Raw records
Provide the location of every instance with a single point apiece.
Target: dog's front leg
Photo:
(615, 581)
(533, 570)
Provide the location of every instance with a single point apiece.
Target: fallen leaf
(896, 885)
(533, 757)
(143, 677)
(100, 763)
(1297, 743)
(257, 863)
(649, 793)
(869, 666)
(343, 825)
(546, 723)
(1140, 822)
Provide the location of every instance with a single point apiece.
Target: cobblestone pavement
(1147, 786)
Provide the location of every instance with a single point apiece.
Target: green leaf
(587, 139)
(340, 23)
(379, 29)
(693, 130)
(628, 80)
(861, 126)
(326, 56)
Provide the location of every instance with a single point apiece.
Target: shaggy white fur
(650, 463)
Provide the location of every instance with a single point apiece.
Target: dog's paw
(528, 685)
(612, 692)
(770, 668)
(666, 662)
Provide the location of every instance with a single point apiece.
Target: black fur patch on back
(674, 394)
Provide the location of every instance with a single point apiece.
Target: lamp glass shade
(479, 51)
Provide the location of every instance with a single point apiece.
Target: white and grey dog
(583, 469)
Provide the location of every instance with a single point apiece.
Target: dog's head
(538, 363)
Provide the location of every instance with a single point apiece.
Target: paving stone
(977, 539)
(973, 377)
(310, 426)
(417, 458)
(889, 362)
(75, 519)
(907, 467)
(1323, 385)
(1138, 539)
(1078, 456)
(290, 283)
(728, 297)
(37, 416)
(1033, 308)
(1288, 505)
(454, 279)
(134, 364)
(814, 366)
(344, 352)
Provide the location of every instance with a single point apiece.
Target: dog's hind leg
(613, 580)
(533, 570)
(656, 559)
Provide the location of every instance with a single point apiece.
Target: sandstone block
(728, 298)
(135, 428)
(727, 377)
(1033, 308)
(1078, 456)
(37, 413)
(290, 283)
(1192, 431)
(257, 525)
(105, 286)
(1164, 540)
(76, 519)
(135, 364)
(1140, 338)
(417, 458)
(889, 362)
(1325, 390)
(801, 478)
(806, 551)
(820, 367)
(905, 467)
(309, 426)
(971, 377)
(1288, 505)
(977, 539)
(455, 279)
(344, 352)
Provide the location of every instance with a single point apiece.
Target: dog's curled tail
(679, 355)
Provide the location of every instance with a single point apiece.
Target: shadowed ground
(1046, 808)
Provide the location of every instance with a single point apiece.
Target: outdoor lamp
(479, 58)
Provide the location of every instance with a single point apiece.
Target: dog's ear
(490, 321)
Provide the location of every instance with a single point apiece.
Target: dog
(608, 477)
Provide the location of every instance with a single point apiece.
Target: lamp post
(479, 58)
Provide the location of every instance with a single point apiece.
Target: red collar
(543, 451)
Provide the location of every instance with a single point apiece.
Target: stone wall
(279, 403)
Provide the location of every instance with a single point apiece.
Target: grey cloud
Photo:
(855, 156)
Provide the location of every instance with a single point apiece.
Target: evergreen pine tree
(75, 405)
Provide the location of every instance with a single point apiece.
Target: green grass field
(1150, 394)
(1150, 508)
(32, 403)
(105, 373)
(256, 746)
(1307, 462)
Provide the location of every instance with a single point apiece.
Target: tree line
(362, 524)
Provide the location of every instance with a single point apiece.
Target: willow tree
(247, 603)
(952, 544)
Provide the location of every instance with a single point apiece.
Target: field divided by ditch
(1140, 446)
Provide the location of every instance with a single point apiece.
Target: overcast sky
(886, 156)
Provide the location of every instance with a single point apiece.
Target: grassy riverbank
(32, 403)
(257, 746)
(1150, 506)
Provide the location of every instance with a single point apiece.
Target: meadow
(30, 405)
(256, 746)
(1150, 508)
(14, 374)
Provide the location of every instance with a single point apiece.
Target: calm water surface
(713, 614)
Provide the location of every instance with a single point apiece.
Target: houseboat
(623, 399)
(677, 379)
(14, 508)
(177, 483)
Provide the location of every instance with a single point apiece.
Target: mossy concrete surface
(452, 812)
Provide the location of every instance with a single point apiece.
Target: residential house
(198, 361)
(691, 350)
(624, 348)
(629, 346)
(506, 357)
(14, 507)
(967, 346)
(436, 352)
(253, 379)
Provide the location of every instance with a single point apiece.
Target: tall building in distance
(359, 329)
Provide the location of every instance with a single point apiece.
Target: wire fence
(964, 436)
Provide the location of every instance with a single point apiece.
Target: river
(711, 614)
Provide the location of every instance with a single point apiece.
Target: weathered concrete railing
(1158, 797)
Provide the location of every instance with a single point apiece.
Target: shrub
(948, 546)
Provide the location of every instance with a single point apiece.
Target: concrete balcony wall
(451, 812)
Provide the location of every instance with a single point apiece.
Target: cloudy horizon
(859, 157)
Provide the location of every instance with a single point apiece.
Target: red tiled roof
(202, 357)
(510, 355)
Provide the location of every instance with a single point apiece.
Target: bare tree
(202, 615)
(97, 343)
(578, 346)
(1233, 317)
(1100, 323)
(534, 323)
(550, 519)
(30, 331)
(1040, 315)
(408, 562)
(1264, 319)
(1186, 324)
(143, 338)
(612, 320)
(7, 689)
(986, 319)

(AIM) The whole listing above needs to be written out again exactly.

(SOLUTION FOR THIS PROBLEM)
Provide the location of every instance with a single point apiece.
Target: dog's front leg
Photo:
(615, 581)
(533, 570)
Provide the location of every instance with a single point apiece.
Target: fallen leaf
(896, 885)
(533, 757)
(143, 677)
(100, 763)
(1297, 743)
(257, 863)
(649, 793)
(869, 666)
(343, 825)
(546, 723)
(1140, 822)
Provide the location of every instance with a single point apiece.
Target: cobblestone pavement
(1147, 786)
Provide the location of every instance with a single point apiece.
Target: green leaf
(587, 139)
(340, 23)
(379, 29)
(693, 130)
(628, 80)
(861, 126)
(326, 56)
Provide the location of every instance with a single point apiece.
Target: shaggy white fur
(650, 463)
Provide the location of every instance with a single point apiece.
Target: dog's paw
(528, 685)
(612, 692)
(770, 668)
(666, 662)
Provide the location of every instance with a single point apiece.
Target: black fur patch on back
(674, 394)
Provide the location of every instance with a single point apiece.
Target: lamp glass shade
(479, 51)
Provide the location of every instance with a single point apiece.
Target: white and grey dog
(583, 469)
Provide the location of every instance with a single point apiece.
Target: dog's head
(538, 363)
Provide the location of every instance with a single point apiece.
Target: paving stone
(977, 539)
(973, 377)
(310, 426)
(417, 458)
(889, 362)
(75, 519)
(907, 467)
(1323, 385)
(1138, 539)
(1078, 456)
(290, 283)
(728, 297)
(37, 416)
(1033, 308)
(1288, 505)
(454, 279)
(134, 364)
(814, 366)
(344, 352)
Provide the location of every instance with a single point apiece.
Target: dog's hind leg
(613, 580)
(533, 570)
(656, 559)
Provide the location of every instance with a single point apiece.
Target: sandstone block
(728, 298)
(135, 428)
(727, 377)
(1033, 308)
(1078, 456)
(37, 413)
(290, 283)
(1192, 431)
(257, 525)
(105, 286)
(1164, 540)
(76, 519)
(135, 364)
(1140, 338)
(417, 458)
(889, 362)
(1325, 390)
(801, 478)
(806, 551)
(820, 367)
(905, 467)
(309, 426)
(971, 377)
(1288, 505)
(977, 539)
(455, 279)
(344, 352)
Provide the location of every instance with a single point apiece.
Target: dog's curled tail
(679, 355)
Provide the location of every instance with a single point apiece.
Target: shadowed ground
(1046, 808)
Provide the location of every instance with a single point apiece.
Target: outdoor lamp
(479, 58)
Provide the location of every instance with a single point apiece.
Target: dog's ear
(490, 321)
Provide the location of every instance with a single point apiece.
Target: dog
(608, 477)
Provide the location of every instance with a single point apiece.
Target: lamp post
(479, 58)
Provide the location of every instance with a single point apiece.
Target: red collar
(543, 451)
Provide the location of every instance with a single point apiece.
Target: stone wall
(279, 403)
Provide the location of every instance with a single point apiece.
Target: grey cloud
Photo:
(855, 156)
Provide the location of every instance with a single point apiece.
Target: evergreen pine tree
(75, 405)
Provide the location of every instance with a single point apiece.
Target: green grass field
(1150, 394)
(1150, 508)
(32, 403)
(105, 373)
(256, 746)
(1307, 462)
Provide the location of every instance with a single point apiece.
Target: tree line
(362, 524)
Provide the location of every instance with a single point apiece.
Target: willow tree
(247, 603)
(952, 544)
Provide the location of every instance with a single point apiece.
Target: field divided by ditch
(1140, 446)
Provide the location of every instance with a single point apiece.
Target: overcast sky
(886, 156)
Provide the location of every instance with a single point apiece.
Target: grassy riverbank
(32, 403)
(257, 746)
(1150, 506)
Provide the location of every instance with a single point apiece.
Target: meadow
(30, 405)
(256, 746)
(1150, 508)
(14, 374)
Provide the location of every instance with a single point apiece.
Target: calm water surface
(713, 614)
Provide the location of every instance with a single point apiece.
Target: houseboat
(623, 399)
(677, 379)
(14, 508)
(177, 483)
Provide the location of every instance with a single point apiece.
Target: mossy concrete surface
(452, 812)
Provide the location of every instance with a single point apiece.
Target: residential house
(198, 361)
(691, 350)
(624, 348)
(629, 346)
(506, 357)
(14, 507)
(967, 346)
(436, 352)
(253, 379)
Provide the location of every instance with a single point apiece.
Target: tall building in distance
(359, 329)
Provide the location of every instance with a single point apiece.
Target: wire fence
(964, 436)
Provide the location of every instance with a single point apiece.
Target: river
(711, 614)
Provide the location of every instance with a single point apiece.
Target: weathered concrete railing
(1158, 797)
Provide the location of every instance with a single point apiece.
Target: shrub
(948, 546)
Provide the location of every instance with a single point apiece.
Target: concrete balcony wall
(451, 812)
Provide the location of every instance with a single point apiece.
Target: cloudy horizon
(859, 157)
Provide the location of every instance with a single point apiece.
Target: red tiled roof
(202, 357)
(510, 355)
Provide the location of every instance with a single point apiece.
Target: bare tree
(202, 615)
(97, 343)
(578, 346)
(1233, 317)
(1100, 323)
(534, 323)
(550, 519)
(30, 331)
(1040, 315)
(408, 562)
(1264, 319)
(1186, 324)
(143, 338)
(612, 320)
(7, 689)
(986, 319)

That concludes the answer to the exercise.